#### [PROBLEM REQUIREMENTS]
Can you output the lines of the material below as a JSON list of strings, one string per line with blank lines omitted, covering only the part from the line containing "[locate] the cypress" through the last line of the material, both ends included?

Excerpts from point annotation data
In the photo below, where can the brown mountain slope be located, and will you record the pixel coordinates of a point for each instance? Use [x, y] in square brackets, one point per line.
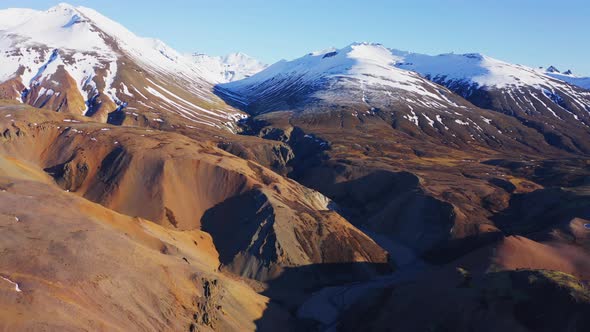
[186, 185]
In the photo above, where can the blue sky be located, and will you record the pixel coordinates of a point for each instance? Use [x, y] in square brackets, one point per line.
[531, 32]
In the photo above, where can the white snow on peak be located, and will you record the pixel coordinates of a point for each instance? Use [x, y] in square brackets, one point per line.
[229, 68]
[370, 64]
[582, 82]
[62, 26]
[476, 68]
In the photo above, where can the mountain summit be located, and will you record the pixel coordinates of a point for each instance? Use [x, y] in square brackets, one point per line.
[76, 60]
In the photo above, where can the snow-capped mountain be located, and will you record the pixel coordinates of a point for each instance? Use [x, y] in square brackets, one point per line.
[229, 68]
[360, 83]
[538, 98]
[472, 75]
[423, 95]
[356, 71]
[570, 77]
[76, 60]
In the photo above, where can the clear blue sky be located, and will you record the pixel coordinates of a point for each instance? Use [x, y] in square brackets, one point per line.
[531, 32]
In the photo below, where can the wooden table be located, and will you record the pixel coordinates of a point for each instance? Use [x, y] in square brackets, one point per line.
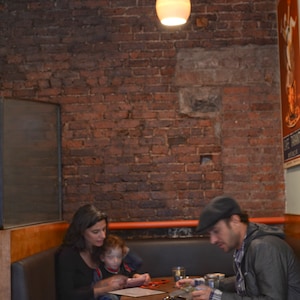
[165, 284]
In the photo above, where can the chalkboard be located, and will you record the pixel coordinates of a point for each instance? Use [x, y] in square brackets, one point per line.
[30, 163]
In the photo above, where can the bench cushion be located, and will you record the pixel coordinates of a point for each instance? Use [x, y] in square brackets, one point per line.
[33, 277]
[197, 255]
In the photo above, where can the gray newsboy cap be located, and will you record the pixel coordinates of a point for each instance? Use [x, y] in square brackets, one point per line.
[219, 208]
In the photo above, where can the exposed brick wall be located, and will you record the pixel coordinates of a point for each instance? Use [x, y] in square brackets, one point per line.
[128, 143]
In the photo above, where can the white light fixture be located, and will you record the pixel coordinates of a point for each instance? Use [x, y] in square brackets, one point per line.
[173, 12]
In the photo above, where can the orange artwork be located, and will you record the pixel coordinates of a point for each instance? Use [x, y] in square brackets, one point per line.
[288, 34]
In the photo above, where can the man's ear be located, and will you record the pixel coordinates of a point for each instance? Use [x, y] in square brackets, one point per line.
[235, 219]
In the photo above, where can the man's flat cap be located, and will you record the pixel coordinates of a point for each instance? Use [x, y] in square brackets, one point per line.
[221, 207]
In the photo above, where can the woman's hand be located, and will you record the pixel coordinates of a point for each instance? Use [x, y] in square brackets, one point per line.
[183, 282]
[202, 293]
[115, 282]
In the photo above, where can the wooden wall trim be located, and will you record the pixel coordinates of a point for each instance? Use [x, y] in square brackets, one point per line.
[29, 240]
[292, 225]
[181, 223]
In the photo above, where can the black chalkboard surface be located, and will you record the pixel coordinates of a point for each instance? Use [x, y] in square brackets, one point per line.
[30, 163]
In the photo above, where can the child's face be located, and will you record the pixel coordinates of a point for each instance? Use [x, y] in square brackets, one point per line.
[113, 258]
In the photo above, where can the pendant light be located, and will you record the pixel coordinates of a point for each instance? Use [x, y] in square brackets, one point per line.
[173, 12]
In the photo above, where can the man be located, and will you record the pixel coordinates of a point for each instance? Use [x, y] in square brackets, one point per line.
[264, 264]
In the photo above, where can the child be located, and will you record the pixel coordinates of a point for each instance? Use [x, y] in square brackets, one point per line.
[114, 260]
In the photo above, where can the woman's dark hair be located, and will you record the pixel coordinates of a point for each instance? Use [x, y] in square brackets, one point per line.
[85, 217]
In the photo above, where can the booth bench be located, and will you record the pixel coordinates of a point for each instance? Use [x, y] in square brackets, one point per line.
[33, 278]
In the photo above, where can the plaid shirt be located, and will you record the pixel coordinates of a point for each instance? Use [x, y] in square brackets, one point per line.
[240, 282]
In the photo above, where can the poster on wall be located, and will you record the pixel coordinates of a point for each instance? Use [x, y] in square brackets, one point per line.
[288, 36]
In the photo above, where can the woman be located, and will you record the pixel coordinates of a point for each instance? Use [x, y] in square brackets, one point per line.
[78, 255]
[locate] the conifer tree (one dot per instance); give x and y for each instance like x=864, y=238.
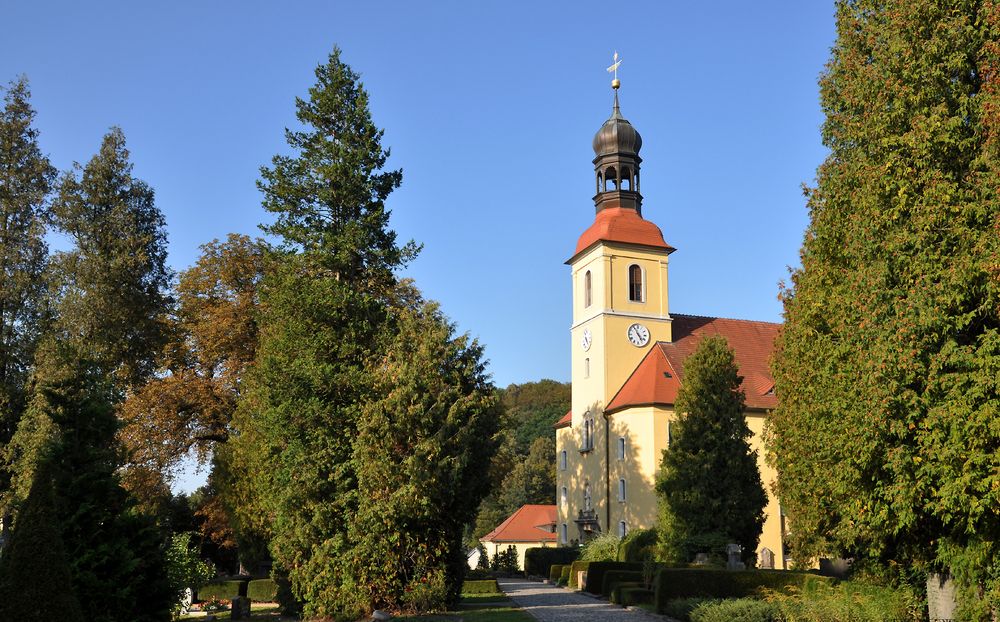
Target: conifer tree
x=422, y=463
x=324, y=312
x=25, y=181
x=709, y=485
x=107, y=300
x=885, y=438
x=35, y=580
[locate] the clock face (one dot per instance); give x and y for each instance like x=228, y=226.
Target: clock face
x=638, y=335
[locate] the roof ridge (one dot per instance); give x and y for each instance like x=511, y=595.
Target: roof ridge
x=731, y=319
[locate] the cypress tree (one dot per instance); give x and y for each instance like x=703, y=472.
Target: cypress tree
x=885, y=438
x=323, y=313
x=709, y=485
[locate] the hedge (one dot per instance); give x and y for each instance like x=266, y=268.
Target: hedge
x=486, y=586
x=595, y=574
x=638, y=595
x=538, y=560
x=674, y=583
x=222, y=590
x=262, y=591
x=614, y=577
x=574, y=570
x=636, y=545
x=555, y=571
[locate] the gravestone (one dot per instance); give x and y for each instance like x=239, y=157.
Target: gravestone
x=941, y=602
x=766, y=559
x=734, y=561
x=240, y=609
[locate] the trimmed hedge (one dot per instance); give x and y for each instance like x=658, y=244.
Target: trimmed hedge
x=672, y=583
x=636, y=545
x=485, y=586
x=613, y=577
x=262, y=591
x=595, y=574
x=555, y=571
x=223, y=590
x=538, y=560
x=574, y=569
x=638, y=595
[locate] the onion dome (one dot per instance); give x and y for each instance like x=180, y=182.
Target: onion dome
x=617, y=135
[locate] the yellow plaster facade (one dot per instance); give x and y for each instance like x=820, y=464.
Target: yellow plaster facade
x=607, y=464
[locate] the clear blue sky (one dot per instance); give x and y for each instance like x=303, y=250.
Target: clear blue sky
x=489, y=108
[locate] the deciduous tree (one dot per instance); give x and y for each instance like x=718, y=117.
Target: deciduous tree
x=709, y=485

#### [TASK ANSWER]
[
  "[locate] the cypress tree (one dot per instance); give x and y for each instance like x=703, y=472.",
  "Target: cypress tree",
  "x=885, y=438",
  "x=323, y=313",
  "x=709, y=485",
  "[locate] the hedge (one dot per instance); give x and y for each instance like x=266, y=268.",
  "Target: hedge",
  "x=486, y=586",
  "x=595, y=574",
  "x=638, y=595",
  "x=538, y=560",
  "x=674, y=583",
  "x=222, y=590",
  "x=262, y=591",
  "x=614, y=577",
  "x=574, y=570",
  "x=636, y=545",
  "x=555, y=571",
  "[locate] the gravestone (one dot per instance); give x and y for each instance like x=239, y=157.",
  "Target: gravestone",
  "x=941, y=602",
  "x=766, y=559",
  "x=734, y=561",
  "x=240, y=609",
  "[locate] the trimmed hedge (one dot per instance); give x and y for each instance like x=658, y=244.",
  "Target: trimmed hedge",
  "x=672, y=583",
  "x=636, y=545",
  "x=485, y=586",
  "x=613, y=577",
  "x=262, y=591",
  "x=595, y=574",
  "x=555, y=571",
  "x=223, y=590",
  "x=538, y=560",
  "x=574, y=569",
  "x=638, y=595",
  "[locate] the onion dome (one dot per instance); give x and y for each instance like x=180, y=182.",
  "Target: onion dome",
  "x=617, y=135",
  "[locate] the yellow plaster facade (one dot per instance); give x and y for each instance like x=820, y=464.",
  "Target: yellow plaster facade",
  "x=607, y=464",
  "[locate] the clear blue sky (one dot per instance); give x and y for each instance like x=303, y=250.",
  "Target: clear blue sky",
  "x=489, y=108",
  "[locate] the deciduous tree (one dot per instance); give x and y for each instance like x=718, y=117.",
  "Target: deciduous tree",
  "x=709, y=485"
]